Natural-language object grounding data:
╔══

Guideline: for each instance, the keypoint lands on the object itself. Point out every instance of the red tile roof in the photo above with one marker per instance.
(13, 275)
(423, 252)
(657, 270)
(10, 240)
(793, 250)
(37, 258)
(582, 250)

╚══

▶ **Task objective**: Print out all of the data above word for word.

▶ **Solution for this task**:
Guideline: for each instance, the keypoint lands on the object itself. Point out every instance of the red tile roof in the photo above with one marker per instance.
(13, 275)
(423, 252)
(657, 270)
(10, 240)
(793, 250)
(37, 258)
(582, 250)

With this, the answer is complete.